§ Source text
──────

Hit Dice are the usual unit of Monster Toughness in old school games. Dungeon levels are supposed roughly to correspond to the average HD of the monsters found in them, and BECMI and Rules Cyclopedia D&D even have an encounter balancing formula which is based on Hit Dice. However, Hit Dice are a distant third in my estimation of monster threat level. What they are is a fairly good indication of how long a monster will last in combat, and thus how long it will get to keep making its attack and damage rolls against the PCs.
Hit Dice also affect the chances of successfully attacking, but only by about 5% per HD, which is a lot less than extra attacks do. A 1 HD creature needs to roll a 14 or better to hit AC 5, which translates to a 35% chance. A second attack increases the odds of getting at least one hit to 57.75%, better than having 4 extra Hit Dice!
Quite often, big HD correlate with big damage, but not always, so it's still a good idea to gauge them separately.
All else being equal, a single high HD monster with multiple attacks is usually more dangerous than a group of lesser creatures whose HD and attacks approximate it. Consider a pack of five 1 HD orcs with 1d8-damage weapons and a 5 HD owlbear with three 1d8 attacks. Each orc will take 5 or so points of damage to kill, and each one killed reduces their number of attacks by one. The owlbear gets its three attacks per round until it's dead.
Armor Class rates a little bit lower than Hit Dice in my Monster Threat Assessment. It too affects how long the monster remains alive and fighting, but unlike a big pile of hit points, which can only be whittled away, AC is bypassed by a good attack roll, and a d20 is a lot swingier than most dice you might roll for damage.
Special attacks are trickier to assess. For low-level parties, their effect is actually minimal. A failed save vs. poison might kill you, but so will a single good solid physical blow, and dead is dead. The odds of missing a save and getting hit in combat are only a little bit different. A save-or-suck power is similar to a low damage attack: it's a cue to rethink one's position, not instant Game Over.
Save-or-die and save-or-incapacitated powers become a big deal at mid levels, not because they become more absolutely dangerous, but because they're now a lot more dangerous relative to attacks that do hp damage. An orc with a sword and a medusa with a petrifying gaze can both take down a 1st level character in one round. Only the medusa is likely to be able to do the same to a 4th or 8th level character. The character's hp increases almost always greatly outstrip saving throw improvements, and while healing spells and potions are by now fairly common, spells that will reverse the effects of poison and petrification are still either out of reach or in short supply.

──────

§ Extracted data
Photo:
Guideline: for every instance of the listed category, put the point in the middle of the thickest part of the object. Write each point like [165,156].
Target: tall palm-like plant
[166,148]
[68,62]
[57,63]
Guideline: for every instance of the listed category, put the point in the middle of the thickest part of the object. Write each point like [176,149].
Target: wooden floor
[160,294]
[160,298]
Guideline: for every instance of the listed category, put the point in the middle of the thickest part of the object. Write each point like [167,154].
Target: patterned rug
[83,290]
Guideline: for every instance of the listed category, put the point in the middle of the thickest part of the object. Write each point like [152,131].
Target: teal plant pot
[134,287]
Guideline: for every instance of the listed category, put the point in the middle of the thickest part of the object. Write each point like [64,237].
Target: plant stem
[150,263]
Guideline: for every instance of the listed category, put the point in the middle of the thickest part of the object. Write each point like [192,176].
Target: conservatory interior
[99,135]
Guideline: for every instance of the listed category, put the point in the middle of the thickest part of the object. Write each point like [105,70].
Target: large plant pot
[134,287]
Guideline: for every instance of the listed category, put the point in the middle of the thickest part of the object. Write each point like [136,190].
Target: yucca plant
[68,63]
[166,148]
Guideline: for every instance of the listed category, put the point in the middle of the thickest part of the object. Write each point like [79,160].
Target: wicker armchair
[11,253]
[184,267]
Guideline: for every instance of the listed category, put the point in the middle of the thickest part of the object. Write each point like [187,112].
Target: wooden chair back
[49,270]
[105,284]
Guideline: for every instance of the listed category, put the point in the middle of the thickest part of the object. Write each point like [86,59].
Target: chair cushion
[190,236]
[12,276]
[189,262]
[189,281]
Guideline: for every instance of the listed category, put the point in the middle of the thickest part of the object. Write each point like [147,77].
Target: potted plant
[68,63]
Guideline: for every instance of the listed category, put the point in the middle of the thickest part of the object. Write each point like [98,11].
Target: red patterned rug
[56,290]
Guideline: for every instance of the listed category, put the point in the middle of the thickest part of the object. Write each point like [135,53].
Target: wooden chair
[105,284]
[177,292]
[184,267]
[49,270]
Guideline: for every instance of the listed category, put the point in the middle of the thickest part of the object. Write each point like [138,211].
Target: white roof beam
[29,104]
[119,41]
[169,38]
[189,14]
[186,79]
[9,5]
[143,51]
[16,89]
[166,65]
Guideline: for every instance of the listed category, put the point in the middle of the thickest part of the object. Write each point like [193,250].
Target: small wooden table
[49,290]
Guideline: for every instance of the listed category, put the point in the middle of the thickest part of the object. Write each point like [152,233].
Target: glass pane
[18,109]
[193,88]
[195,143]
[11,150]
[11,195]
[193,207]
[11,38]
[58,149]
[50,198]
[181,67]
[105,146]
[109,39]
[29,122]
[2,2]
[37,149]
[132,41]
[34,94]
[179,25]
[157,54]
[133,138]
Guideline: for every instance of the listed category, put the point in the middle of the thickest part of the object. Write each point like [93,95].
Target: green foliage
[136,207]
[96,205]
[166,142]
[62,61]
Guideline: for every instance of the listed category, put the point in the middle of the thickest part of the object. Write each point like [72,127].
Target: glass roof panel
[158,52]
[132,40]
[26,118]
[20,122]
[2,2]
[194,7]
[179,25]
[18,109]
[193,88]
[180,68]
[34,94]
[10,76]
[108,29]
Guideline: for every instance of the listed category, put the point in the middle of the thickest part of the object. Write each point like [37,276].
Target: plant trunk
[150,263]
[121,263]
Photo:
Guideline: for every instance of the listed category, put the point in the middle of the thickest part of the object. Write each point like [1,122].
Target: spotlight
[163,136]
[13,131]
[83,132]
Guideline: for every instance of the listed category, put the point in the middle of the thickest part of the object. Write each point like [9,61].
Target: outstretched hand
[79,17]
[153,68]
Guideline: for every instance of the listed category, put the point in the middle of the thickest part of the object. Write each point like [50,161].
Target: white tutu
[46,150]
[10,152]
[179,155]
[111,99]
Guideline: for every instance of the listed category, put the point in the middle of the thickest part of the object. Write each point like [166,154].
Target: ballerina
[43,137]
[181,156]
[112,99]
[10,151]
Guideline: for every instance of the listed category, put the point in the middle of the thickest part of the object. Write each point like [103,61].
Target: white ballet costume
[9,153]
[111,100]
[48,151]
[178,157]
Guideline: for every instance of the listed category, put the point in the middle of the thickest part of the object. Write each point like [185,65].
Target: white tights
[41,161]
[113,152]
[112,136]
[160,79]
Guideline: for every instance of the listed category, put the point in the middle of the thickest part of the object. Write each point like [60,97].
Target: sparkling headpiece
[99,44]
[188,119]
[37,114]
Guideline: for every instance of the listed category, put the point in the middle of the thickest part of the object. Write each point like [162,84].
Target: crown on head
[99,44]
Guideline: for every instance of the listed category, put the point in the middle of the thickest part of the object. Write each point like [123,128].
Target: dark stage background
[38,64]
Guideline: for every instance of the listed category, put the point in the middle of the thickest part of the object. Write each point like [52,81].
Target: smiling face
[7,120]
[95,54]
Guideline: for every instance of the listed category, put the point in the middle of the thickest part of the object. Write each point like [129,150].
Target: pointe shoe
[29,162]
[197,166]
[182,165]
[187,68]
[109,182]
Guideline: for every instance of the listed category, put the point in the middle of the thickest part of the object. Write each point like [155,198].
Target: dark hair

──────

§ The tasks
**A)** According to the passage on monster threat, what does a 1 HD creature need to roll to hit AC 5?
**B)** Continue the passage on monster threat from its last sentence.
The data has no connection to the passage on monster threat.

§ Responses by task
**A)** It needs a roll of 14 or better, a 35% chance.

**B)**
By high levels, saving throws have improved enough to make the success rate of save-or-die effects acceptably low, and the party probably has access to remedies, which makes them an inconvenience rather than a deadly peril.
Of course, the number of attacks principle also applies to special attacks. If a monster can direct its special attack form against multiple targets at once, or there are several of the monsters in the encounter, it magnifies the threat level in much the same way.
Lots of attacks > big damage per attack > high HD > high AC
Combinations of those factors are possible, naturally. So, lots of attacks + big damage per attack generally trumps big damage and high HD; big damage and high HD beats high HD and high AC, etc. What about lots of attacks and high AC vs. big damage and high HD? How do special powers change things? Use your own judgment. It's an art; not a science.
Putting It In Play
In practice, I try to balance a dungeon as a whole, with a lot of encounters that I think the party could handle without too much trouble, some that would be quite risky, and a few that would almost certainly be disastrous if handled with straight-up combat.
Remember that a good fight is one that costs the party some resources to win, not necessarily one in which the sides are evenly matched. To a wise adventuring party, evenly matched battles are to be scrupulously avoided except in the most dire need or the richest possibility of reward. Evenly matched means that both sides are likely to suffer losses, and either side could end up defeating the other. That might sound exciting, and it is sometimes, but an adventure is more than one fight. It's a war of attrition.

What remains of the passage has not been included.